## Assignment
Beginning at the line with "of the church", output each line to the end of the listing below exactly, please.

## Records supplied
⟨

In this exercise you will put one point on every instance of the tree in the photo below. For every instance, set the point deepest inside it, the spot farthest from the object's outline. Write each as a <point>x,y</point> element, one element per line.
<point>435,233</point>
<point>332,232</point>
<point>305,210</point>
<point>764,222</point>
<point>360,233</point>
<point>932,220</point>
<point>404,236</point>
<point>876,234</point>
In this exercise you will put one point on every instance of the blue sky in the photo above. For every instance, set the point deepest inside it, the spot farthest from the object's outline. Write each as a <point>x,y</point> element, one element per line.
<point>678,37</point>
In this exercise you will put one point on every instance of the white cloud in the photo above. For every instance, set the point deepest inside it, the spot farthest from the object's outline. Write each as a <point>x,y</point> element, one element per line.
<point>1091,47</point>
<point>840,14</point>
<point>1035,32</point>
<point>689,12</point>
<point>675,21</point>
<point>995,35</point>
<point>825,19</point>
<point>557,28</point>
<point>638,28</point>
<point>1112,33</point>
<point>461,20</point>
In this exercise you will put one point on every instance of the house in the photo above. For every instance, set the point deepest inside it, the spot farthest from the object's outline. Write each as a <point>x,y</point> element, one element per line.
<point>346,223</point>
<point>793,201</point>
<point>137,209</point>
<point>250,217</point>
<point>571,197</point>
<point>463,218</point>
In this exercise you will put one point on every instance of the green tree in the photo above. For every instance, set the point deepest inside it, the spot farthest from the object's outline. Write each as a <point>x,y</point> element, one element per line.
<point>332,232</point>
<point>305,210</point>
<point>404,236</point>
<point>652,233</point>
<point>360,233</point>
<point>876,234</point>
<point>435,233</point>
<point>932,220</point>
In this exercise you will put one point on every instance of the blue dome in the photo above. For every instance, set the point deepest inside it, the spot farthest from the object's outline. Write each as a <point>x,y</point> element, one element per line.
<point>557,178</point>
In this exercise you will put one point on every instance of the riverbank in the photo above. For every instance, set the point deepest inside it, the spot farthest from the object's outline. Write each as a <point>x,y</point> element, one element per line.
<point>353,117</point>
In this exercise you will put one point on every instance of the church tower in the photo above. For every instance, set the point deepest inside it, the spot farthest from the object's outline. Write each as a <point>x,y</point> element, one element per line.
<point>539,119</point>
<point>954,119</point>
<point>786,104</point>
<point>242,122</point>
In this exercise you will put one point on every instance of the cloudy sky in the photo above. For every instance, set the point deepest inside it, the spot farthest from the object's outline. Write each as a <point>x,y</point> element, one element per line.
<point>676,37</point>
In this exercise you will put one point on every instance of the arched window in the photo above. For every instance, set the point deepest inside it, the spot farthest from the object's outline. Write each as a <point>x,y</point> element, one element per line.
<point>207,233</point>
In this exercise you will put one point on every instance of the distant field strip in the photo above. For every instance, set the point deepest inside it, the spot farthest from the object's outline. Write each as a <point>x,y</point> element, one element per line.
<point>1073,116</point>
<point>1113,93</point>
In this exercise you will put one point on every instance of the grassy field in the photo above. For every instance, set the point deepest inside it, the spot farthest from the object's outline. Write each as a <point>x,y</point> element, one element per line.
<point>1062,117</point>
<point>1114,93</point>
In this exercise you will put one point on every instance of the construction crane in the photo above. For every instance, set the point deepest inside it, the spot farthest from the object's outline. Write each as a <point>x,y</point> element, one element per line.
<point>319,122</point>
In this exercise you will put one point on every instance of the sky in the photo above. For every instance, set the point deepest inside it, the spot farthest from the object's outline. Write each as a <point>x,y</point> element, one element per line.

⟩

## Solved exercise
In this exercise you will put one point on every instance of the church tower in the photo above. For every instance, set the point deepest inside it, the spot farthest from the object's outline. Write each as a <point>x,y</point> element, one element per line.
<point>539,119</point>
<point>954,119</point>
<point>786,104</point>
<point>242,122</point>
In this exercise you will put one point on every instance of the cloudy sky in the photo above. For every instance, set the point deepest inside it, the spot farthest from the object's outline. Write each as a <point>x,y</point> element, one element per line.
<point>676,37</point>
In this exercise you will put one point on every instance of the arched window in the photo above. For every instance, set the point deepest inside it, the spot farthest from the object's outline. Write each as a <point>x,y</point> element, one element per line.
<point>207,233</point>
In this exercise you will put one point on every instance of the distant field strip in the photo above. For every instance, set the point deepest inside it, the spot farthest from the object's outline. Write each as a <point>x,y</point> element, one element per line.
<point>1073,116</point>
<point>1113,93</point>
In this exercise you will put one point on every instance of the grassy field in the photo above. For every instance, set the point deepest inside it, the spot farthest from the object's outline. Write each as a <point>x,y</point> element, one element per line.
<point>1062,117</point>
<point>1114,93</point>
In this exercise you will put one point on every instance of the construction crane in the photo above. For every instance, set the point deepest inside it, the spot farthest from the object's outline. Write each as a <point>x,y</point> element, one element per line.
<point>319,122</point>
In this exercise you will put one point on every instance of the sky in the photo above. For every instance, set the point deepest inside it, the spot farthest from the object's outline. Write each as a <point>x,y</point> element, one element per line.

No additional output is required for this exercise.